* _GIVEN INSTRUCTION 1_
In the passage on elliptic curve operations, revise the stretch from "In this section" through "is also presented.", putting "confidential data" in place of "private data".
* _GIVEN INSTRUCTION 2_
Carry on the passage about projective coordinates for elliptic curve operations from the point where it stops.

* _READING PASSAGE_
>> BEGIN
In this section methods to perform the operation over an EC are discussed, not only the existent but also some alternatives that lead to more efficient implementations. Among these methods it is the utilization of different projective representations that allow to reduce the number of the most expensive field operation (the inversion) employed in point exponentiation. Integer recoding methods for reducing the number of required operations are also discussed. A protocol to communicate private data supported in the ECC is also presented.

### 3.2.1 Projective Coordinates

As discussed before, the field operations are four: addition, squaring, multiplication and inversion. The most costly of these four operations is by far the inversion operation. For a scalar with $m$ bits, the presented point addition and doubling operations over an EC can be performed with $2(m-1)$ inversions. A change of coordinates may be used to avoid this amount of inversions, in order to increase system's performance. These new coordinates are called projective coordinates, and the original coordinates are called affine coordinates. To define the projective coordinates, consider the integers $c, d$ and an equivalent class in $\left(G F\left(2^{k}\right)\right)^{3}$ except for the set $(0,0,0)$ [10]:

$$
\left(X_{1}, Y_{1}, Z_{1}\right) \sim\left(X_{2}, Y_{2}, Z_{2}\right) \text { if } X_{1}=\lambda^{c} X_{2}, Y_{1}=\lambda^{d} Y_{2}, Z_{1}=\lambda Z_{2} .
$$

The following class is called a projective point:

$$
(X: Y: Z)=\left(\lambda^{c} X, \lambda^{d} Y, \lambda Z\right): \lambda \in G F\left(2^{k}\right)
>> END
* _DATASET RECORDS_
>> BEGIN
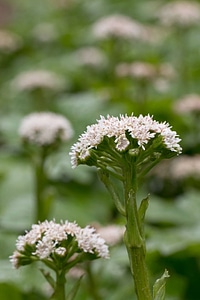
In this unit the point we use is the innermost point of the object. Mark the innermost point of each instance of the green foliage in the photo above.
(172, 218)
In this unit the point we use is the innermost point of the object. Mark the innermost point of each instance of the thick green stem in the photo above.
(134, 239)
(139, 272)
(40, 179)
(59, 293)
(92, 283)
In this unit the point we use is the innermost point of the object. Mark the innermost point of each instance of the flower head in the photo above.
(119, 26)
(45, 128)
(90, 56)
(181, 13)
(53, 241)
(9, 42)
(112, 141)
(188, 104)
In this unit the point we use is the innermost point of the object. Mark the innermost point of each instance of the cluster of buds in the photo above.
(58, 245)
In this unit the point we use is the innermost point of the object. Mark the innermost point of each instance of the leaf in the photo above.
(159, 287)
>> END
* _WRITTEN REPLY 1_
In this section methods to perform the operation over an EC are discussed, not only the existent but also some alternatives that lead to more efficient implementations. Among these methods it is the utilization of different projective representations that allow to reduce the number of the most expensive field operation (the inversion) employed in point exponentiation. Integer recoding methods for reducing the number of required operations are also discussed. A protocol to communicate confidential data supported in the ECC is also presented.

* _WRITTEN REPLY 2_
$$

and the tuple $(\mathrm{X}, \mathrm{Y}, \mathrm{Z})$ is called a representative point. Considering $Z \neq 0$ and $\lambda Z=1 \Leftrightarrow \lambda=1 / Z$, it is possible to take one of the representative points of the class $(X: Y: Z)$ as $\left(X / Z^{c}, Y / Z^{d}, 1\right)$. Therefore, for an appropriate $\lambda$, there is an isomorphism between the projective points $(X: Y: Z)$, with $X, Y, Z \in G F\left(2^{k}\right)$ and $Z \neq 0$ and the affine points defined by $x, y \in G F\left(2^{k}\right)$. Working with these projective coordinates, to perform a scalar multiplication the following steps must be taken:

1. Convert affine coordinates to projective coordinates, which may be a straight forward operation.
2. Perform the EC arithmetic in projective coordinates, free of inversions.
3. Convert the result to the original affine coordinates, which involve an inversion operation.

In summary, the great advantage of using projective coordinates is to perform only a final inversion on the last step of the processing corresponding to a point multiplication. This description may suggest that one should always work with projective coordinates, but there are some disadvantages of using this method. One of those is that the projective coordinates are three, versus the original two coordinates that can perform better bandwidth usage. Another disadvantage is that the amount of multiplication operations increases in the projective arithmetic. However, since it is guaranteed that the multiplication algorithm requires far less computing effort, projective coordinates arithmetic remains more efficient.

The used projective coordinates may be standard $(x=X / Z, y=Y / Z)$ [23], Jabobian ( $x=$ $X / Z^{2}, y=Y / Z^{3}$ ) [26] or Lopez-Dahab $\left(x=X / Z, y=Y / Z^{2}\right)$ [6, 25]. From this three representations, the most widely used are the standard and Lopez-Dahab.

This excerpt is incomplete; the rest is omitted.